--- VORLIEGENDER TEXT ---

Autor: Markus Oess Anita Tillmann, Managing Director PREMIUM GROUP, lebt gern in einer globalisierten Welt, in der wir uns über große Distanzen und Zeitverschiebungen hinweg austauschen und zusammenarbeiten können. Aber die Managerin fordert mehr Zusammenhalt und weniger Konkurrenz. Tillmann im FT-Interview über Messen, Menschen und Marken – und warum die FFW auch international gesetzt sein wird.
FT: Anita, wenn du an Frankfurt denkst, was fällt dir als Erstes ein?
Anita Tillmann: „Frankfurt ist für mich unglaublich facettenreich: Die Stadt ist eine internationale Design- und Kulturmetropole mit einer herausragenden Kreativszene. Frankfurt ist kosmopolitisch und hat die internationalste Community Deutschlands. Frankfurt ist offen und das haben wir in den vergangenen Monaten immer wieder selbst gespürt. Die Stadt und ihre Menschen haben uns sehr herzlich empfangen.“
Wie sieht deine Vision für die FFW aus?

--- GEGEBENE ANGABEN ---

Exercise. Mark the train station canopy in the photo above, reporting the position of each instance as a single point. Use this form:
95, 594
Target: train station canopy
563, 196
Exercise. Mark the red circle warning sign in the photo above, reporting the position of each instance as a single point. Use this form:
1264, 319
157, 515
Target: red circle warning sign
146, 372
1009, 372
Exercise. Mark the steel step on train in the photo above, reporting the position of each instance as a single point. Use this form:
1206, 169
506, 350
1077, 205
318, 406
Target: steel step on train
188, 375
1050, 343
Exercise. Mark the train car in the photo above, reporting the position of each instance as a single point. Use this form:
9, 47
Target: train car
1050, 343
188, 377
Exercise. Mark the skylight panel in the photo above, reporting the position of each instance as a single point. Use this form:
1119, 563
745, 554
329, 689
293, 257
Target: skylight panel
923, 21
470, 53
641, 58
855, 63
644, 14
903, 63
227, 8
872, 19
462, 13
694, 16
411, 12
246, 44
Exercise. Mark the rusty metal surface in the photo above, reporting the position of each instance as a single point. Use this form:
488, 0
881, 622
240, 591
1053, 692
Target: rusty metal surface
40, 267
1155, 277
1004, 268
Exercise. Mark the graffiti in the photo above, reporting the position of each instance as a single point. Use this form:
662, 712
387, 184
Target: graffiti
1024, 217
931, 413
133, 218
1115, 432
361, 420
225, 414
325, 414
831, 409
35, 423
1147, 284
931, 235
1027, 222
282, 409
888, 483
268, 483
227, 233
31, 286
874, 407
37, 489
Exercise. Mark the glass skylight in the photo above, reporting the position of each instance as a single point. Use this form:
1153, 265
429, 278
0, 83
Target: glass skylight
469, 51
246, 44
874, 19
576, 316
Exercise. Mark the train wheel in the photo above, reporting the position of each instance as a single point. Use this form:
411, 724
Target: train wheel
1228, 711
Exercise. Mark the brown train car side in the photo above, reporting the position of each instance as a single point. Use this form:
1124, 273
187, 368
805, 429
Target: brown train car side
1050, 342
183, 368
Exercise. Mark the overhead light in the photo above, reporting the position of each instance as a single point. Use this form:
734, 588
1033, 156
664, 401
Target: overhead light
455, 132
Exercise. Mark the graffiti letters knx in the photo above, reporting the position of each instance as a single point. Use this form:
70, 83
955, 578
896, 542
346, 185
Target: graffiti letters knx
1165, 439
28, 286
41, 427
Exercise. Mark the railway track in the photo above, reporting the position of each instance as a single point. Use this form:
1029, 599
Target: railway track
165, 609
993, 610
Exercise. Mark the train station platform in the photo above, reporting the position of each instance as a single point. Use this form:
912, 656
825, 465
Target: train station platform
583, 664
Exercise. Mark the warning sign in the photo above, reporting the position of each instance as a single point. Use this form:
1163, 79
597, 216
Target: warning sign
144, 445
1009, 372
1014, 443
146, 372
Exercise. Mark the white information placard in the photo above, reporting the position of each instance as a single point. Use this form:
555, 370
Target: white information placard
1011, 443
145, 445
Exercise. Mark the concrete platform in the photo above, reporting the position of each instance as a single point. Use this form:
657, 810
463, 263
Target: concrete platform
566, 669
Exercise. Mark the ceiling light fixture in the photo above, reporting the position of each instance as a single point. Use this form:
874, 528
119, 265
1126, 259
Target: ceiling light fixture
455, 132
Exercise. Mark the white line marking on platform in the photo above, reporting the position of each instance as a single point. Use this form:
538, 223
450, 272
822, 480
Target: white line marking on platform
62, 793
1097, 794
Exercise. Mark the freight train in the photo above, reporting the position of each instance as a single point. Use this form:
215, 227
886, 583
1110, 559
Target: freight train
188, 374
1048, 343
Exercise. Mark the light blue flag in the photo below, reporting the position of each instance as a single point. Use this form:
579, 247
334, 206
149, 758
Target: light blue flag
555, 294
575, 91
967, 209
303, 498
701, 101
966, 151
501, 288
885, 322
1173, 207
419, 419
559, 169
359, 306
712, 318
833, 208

---

◆ SCHRIFTLICHE AUFGABE
Gib den vorliegenden Text von „Autor: Markus Oess“ bis einschließlich „gesetzt sein wird.“ wieder und benenne dabei „Managerin“ in „Geschäftsführerin“ um. Die Zeilen spielen hierfür keine Rolle.

◆ ERGEBNIS DER AUFGABE
Autor: Markus Oess Anita Tillmann, Managing Director PREMIUM GROUP, lebt gern in einer globalisierten Welt, in der wir uns über große Distanzen und Zeitverschiebungen hinweg austauschen und zusammenarbeiten können. Aber die Geschäftsführerin fordert mehr Zusammenhalt und weniger Konkurrenz. Tillmann im FT-Interview über Messen, Menschen und Marken – und warum die FFW auch international gesetzt sein wird.